- Records for this exercise -
+ + + + + + +

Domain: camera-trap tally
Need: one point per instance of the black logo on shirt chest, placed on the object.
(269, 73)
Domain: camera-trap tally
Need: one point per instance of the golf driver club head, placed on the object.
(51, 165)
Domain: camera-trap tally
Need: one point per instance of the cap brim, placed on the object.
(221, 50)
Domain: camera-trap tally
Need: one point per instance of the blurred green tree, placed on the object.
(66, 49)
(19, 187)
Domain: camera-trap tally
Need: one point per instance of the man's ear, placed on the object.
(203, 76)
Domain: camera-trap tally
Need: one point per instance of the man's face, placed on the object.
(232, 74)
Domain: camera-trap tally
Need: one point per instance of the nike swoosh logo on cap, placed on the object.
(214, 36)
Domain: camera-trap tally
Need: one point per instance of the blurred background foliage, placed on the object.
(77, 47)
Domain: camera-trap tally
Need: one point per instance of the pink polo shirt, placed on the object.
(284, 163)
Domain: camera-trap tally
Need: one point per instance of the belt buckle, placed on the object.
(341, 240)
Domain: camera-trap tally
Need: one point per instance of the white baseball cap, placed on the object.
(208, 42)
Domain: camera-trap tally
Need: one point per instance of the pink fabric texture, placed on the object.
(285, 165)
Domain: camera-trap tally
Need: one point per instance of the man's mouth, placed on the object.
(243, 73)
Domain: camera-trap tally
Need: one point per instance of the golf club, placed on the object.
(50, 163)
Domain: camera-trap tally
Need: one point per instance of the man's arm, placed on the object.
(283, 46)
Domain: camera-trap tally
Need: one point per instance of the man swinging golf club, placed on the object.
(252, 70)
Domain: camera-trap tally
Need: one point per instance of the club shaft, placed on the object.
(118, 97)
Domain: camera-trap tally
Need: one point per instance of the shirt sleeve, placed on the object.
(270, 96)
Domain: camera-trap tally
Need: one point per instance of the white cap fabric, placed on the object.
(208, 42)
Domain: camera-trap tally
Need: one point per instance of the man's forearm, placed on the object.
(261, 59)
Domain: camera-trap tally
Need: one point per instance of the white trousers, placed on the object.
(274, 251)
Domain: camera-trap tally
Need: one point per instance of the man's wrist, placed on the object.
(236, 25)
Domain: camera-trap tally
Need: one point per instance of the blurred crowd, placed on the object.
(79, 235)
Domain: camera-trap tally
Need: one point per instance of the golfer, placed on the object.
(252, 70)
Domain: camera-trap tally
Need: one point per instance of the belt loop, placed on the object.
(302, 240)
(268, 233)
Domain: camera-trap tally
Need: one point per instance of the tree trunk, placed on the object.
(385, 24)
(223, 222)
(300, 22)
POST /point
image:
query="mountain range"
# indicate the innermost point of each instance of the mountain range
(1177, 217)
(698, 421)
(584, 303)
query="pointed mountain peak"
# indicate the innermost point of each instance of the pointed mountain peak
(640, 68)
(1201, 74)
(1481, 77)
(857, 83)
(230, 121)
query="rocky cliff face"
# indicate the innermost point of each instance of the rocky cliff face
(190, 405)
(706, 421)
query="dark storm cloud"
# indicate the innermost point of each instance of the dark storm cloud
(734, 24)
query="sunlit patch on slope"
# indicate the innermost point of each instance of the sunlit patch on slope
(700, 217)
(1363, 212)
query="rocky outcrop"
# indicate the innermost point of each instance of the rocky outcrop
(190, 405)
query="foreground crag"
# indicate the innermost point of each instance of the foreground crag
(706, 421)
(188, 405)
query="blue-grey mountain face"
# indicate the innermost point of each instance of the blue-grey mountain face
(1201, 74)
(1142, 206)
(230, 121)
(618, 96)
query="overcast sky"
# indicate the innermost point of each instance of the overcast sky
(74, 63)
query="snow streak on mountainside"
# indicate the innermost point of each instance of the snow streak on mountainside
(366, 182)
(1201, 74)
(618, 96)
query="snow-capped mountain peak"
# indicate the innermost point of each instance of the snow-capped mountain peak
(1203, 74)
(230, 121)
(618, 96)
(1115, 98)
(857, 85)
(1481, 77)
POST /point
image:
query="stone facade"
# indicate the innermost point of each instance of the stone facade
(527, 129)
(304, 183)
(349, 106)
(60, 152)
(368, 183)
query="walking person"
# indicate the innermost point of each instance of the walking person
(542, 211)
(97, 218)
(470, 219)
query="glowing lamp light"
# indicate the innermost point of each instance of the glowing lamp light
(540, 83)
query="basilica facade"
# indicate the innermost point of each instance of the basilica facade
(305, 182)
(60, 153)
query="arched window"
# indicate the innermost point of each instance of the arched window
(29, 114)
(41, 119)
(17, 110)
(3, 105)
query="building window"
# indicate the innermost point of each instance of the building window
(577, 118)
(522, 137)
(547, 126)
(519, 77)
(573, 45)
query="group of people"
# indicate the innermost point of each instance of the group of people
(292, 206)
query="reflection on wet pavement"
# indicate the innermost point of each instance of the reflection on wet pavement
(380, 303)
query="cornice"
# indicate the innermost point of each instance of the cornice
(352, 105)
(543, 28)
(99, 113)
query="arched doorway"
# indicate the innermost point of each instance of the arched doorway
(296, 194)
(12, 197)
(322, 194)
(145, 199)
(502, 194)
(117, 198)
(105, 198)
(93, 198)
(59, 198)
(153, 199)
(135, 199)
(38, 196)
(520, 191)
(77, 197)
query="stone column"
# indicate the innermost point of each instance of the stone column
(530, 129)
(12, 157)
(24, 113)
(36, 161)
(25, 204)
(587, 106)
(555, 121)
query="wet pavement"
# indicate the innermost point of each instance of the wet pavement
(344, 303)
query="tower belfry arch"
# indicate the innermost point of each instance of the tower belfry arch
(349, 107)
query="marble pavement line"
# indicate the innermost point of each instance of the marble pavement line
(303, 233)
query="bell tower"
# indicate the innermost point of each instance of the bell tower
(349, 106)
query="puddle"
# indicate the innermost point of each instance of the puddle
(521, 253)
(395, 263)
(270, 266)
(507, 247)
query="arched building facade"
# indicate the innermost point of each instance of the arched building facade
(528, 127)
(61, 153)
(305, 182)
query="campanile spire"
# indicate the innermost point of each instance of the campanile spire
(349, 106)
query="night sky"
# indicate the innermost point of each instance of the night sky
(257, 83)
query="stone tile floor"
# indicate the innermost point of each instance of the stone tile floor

+ + + + + + +

- What the task asks -
Filter the records above, keeping each line that contains the word "floor".

- Your solution -
query="stone tile floor"
# indicate the innermost point of each instance of the stone tile floor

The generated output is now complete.